> [Supplied records]

· · · ·

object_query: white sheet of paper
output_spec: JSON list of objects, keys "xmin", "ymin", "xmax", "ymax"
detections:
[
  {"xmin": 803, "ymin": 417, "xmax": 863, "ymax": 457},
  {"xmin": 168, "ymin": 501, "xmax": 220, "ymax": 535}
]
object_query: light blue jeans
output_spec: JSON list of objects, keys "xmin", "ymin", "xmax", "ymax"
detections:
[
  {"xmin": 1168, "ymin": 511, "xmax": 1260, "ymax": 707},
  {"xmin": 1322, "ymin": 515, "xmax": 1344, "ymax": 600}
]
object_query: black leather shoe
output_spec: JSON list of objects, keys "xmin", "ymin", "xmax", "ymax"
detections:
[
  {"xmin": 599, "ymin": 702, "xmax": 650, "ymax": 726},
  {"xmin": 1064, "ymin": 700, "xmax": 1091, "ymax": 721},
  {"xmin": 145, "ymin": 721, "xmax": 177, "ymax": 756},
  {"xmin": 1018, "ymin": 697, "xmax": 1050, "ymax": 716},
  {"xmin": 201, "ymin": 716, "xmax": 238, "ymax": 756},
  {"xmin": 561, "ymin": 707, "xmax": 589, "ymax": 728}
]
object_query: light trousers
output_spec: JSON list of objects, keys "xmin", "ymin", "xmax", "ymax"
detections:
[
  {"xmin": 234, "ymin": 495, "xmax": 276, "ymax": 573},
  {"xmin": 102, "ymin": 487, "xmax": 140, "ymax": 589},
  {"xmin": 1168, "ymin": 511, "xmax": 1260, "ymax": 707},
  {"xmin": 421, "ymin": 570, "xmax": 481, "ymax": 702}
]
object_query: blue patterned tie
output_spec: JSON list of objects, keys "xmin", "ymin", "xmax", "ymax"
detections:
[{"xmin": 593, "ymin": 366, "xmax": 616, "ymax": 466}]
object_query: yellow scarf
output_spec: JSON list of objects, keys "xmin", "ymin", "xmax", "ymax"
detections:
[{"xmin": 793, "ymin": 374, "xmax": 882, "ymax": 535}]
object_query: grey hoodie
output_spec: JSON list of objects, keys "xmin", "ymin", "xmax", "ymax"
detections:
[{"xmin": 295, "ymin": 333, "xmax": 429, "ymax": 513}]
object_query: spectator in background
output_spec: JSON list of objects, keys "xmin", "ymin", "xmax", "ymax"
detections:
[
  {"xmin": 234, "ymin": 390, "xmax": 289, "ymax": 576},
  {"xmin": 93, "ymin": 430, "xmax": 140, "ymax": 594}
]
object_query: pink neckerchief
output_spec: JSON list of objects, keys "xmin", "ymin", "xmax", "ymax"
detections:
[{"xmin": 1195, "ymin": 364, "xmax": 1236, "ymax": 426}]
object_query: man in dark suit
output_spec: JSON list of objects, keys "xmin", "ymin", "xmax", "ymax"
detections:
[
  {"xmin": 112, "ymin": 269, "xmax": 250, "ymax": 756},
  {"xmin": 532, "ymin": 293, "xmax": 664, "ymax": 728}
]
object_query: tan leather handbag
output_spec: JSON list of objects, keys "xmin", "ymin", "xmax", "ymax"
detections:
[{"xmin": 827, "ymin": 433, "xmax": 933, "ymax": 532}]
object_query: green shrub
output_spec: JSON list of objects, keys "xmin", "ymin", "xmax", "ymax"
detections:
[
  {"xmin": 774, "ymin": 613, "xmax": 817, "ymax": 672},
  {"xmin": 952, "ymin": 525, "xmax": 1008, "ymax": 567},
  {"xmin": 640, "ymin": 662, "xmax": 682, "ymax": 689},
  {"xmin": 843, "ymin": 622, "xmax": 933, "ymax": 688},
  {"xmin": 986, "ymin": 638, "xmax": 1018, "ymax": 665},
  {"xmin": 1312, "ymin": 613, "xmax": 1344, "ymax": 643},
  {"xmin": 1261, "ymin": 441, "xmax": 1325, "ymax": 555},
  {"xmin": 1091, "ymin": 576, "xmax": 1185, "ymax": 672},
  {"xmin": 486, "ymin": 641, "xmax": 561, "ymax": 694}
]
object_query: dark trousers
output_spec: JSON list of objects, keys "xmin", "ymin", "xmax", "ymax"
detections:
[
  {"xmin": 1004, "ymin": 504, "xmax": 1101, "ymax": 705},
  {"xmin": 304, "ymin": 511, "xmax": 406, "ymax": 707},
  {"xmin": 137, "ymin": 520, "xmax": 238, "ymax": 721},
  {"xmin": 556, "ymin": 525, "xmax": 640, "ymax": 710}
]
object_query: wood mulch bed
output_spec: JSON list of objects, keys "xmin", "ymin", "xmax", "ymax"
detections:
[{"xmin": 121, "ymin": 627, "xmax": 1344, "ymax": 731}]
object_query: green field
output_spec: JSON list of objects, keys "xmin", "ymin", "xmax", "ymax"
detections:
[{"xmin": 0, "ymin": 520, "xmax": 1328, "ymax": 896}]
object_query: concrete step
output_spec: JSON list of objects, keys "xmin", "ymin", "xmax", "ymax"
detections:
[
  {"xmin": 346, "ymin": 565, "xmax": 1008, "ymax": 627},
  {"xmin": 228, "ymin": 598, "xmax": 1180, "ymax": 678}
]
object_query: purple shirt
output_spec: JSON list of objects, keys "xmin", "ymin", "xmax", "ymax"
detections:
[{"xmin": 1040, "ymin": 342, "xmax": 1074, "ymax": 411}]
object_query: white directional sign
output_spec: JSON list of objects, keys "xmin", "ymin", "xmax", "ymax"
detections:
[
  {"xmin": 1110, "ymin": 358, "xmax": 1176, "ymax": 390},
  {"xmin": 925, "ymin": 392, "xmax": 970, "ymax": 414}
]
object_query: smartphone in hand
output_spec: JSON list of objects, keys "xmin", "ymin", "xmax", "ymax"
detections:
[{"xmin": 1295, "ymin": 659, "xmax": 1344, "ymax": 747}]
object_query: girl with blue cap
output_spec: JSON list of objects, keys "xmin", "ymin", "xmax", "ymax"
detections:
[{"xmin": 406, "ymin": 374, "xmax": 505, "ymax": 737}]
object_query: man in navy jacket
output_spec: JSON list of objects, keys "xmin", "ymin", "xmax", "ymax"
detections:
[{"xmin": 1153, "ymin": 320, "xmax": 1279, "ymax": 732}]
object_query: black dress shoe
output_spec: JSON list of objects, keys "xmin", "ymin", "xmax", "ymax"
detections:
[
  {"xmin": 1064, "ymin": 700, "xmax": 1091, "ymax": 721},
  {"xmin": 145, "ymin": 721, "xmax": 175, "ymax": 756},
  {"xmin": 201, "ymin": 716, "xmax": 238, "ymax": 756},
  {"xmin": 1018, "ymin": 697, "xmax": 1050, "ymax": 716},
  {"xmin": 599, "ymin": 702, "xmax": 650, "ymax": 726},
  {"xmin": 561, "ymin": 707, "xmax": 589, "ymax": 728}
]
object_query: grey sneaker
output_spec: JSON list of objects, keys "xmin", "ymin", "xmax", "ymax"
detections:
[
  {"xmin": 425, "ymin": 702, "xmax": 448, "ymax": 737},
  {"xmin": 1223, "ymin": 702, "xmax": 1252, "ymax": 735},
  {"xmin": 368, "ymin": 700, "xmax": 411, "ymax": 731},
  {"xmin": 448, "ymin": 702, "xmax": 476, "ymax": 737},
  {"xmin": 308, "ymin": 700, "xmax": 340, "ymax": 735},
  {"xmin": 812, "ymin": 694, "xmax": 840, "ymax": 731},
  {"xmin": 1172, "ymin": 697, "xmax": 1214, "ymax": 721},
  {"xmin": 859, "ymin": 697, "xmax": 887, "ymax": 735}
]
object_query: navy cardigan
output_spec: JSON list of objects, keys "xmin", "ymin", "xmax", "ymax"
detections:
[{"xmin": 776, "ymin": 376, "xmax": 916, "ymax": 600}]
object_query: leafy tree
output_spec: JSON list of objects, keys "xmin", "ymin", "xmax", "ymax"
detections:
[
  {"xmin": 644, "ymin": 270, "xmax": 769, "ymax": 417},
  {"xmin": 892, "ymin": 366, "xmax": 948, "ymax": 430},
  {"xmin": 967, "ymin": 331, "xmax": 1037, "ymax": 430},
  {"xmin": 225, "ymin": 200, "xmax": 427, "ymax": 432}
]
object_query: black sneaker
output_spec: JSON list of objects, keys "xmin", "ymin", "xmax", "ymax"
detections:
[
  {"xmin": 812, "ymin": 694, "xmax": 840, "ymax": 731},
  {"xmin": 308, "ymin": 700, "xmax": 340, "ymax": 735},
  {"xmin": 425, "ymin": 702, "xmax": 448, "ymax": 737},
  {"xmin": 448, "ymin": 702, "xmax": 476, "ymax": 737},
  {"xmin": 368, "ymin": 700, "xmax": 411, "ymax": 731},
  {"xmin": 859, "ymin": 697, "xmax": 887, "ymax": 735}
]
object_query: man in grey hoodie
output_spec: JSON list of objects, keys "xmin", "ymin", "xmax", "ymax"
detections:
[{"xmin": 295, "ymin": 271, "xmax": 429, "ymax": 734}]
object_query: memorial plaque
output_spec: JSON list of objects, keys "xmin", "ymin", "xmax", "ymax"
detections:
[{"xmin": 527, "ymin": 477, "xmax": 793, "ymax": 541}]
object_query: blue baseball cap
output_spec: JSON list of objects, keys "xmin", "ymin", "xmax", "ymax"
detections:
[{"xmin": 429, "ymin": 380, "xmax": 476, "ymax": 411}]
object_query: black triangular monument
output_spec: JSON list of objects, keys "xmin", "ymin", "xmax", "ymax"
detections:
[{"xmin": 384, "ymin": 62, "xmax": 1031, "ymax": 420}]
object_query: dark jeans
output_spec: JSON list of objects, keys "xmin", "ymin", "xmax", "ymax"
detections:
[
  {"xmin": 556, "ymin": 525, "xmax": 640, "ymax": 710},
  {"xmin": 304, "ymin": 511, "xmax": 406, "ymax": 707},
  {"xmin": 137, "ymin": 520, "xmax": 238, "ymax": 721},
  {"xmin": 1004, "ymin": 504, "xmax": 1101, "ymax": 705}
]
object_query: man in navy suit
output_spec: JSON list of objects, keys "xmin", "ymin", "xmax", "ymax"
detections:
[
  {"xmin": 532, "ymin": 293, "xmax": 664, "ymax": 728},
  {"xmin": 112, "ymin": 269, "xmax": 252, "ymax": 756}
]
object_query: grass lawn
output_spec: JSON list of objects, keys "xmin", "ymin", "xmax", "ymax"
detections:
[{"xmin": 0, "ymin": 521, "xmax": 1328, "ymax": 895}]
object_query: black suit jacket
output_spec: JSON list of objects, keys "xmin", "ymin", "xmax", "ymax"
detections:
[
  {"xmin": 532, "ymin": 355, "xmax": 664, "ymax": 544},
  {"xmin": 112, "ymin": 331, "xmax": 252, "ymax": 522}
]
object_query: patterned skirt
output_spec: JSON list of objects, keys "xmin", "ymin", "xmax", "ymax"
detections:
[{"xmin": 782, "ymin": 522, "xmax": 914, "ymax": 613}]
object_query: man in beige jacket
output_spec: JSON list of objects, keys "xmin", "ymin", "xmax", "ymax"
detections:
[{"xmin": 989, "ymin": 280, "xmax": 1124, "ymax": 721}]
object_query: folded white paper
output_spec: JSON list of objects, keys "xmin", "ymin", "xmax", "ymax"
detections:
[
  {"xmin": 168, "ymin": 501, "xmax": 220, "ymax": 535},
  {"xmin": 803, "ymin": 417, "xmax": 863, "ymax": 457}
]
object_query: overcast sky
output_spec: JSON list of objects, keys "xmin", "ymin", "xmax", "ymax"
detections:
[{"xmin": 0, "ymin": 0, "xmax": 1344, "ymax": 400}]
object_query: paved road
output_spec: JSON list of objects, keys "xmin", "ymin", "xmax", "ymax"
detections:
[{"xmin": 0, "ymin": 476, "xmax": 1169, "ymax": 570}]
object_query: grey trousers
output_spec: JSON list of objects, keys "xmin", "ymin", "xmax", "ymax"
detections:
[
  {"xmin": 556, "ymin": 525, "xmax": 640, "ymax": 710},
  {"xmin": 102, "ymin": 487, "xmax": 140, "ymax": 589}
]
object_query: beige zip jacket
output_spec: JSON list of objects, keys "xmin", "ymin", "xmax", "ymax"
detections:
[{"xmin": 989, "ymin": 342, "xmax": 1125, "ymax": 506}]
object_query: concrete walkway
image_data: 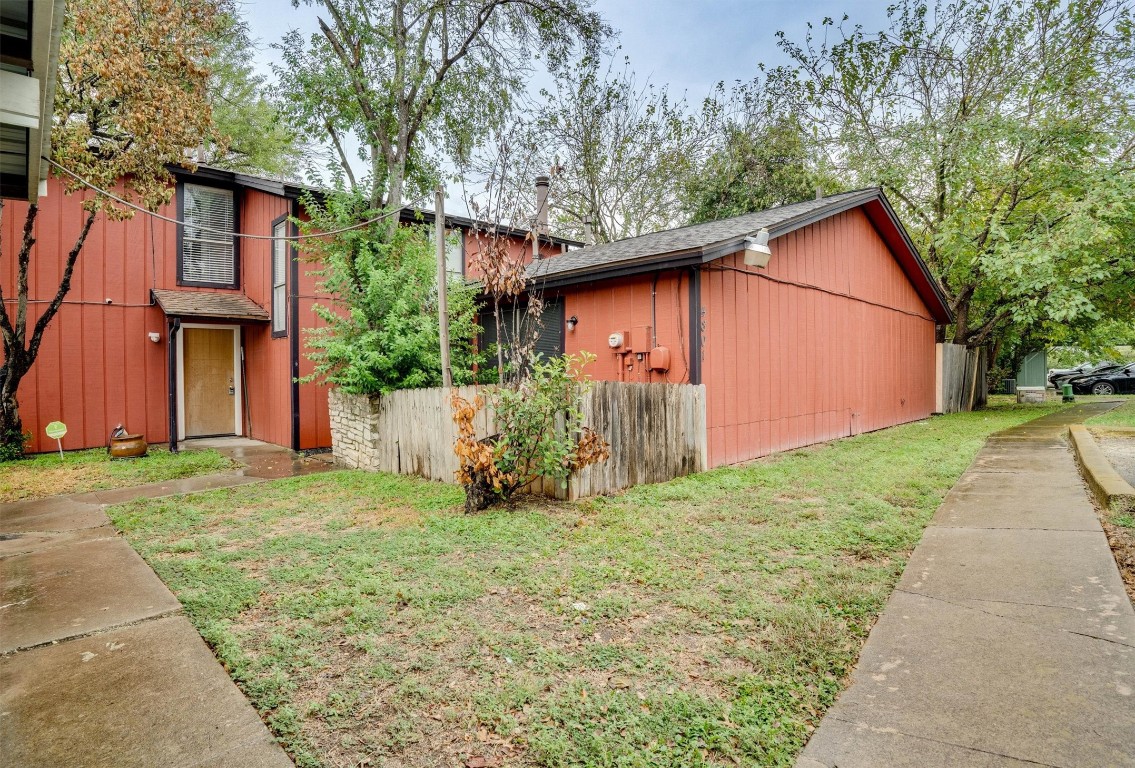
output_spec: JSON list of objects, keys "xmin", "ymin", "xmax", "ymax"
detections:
[
  {"xmin": 0, "ymin": 439, "xmax": 329, "ymax": 768},
  {"xmin": 797, "ymin": 403, "xmax": 1135, "ymax": 768}
]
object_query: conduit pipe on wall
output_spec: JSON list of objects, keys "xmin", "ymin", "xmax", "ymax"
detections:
[{"xmin": 166, "ymin": 318, "xmax": 182, "ymax": 454}]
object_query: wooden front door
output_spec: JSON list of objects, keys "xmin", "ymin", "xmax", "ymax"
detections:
[{"xmin": 182, "ymin": 328, "xmax": 237, "ymax": 438}]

· · · ·

Could you rescale the lines starting at the one containing "object_query: beige zip jacket" and ending at the final line above, giving each again with its request but with every bounding-box coordinate in the answers multiplied by 2.1 and rounded to a whole number, halves up? Leave the pictures out of your answer.

object_query: beige zip jacket
output_spec: JSON list of objects, keys "xmin", "ymin", "xmax", "ymax"
detections:
[{"xmin": 2077, "ymin": 718, "xmax": 2363, "ymax": 1063}]
object_query: concrete walkway
image_data: 
output_spec: JSON list of objects, keys "xmin", "ymin", "xmax", "ymax"
detections:
[
  {"xmin": 0, "ymin": 922, "xmax": 691, "ymax": 1613},
  {"xmin": 1674, "ymin": 846, "xmax": 2384, "ymax": 1613}
]
object_query: conduit pipe on wall
output_spec: JSON list of objects, keys "xmin", "ymin", "xmax", "ymax"
detections:
[{"xmin": 349, "ymin": 668, "xmax": 382, "ymax": 953}]
object_query: wooden front door
output_spec: JSON list of objects, keys "xmin", "ymin", "xmax", "ymax"
detections:
[{"xmin": 382, "ymin": 689, "xmax": 498, "ymax": 920}]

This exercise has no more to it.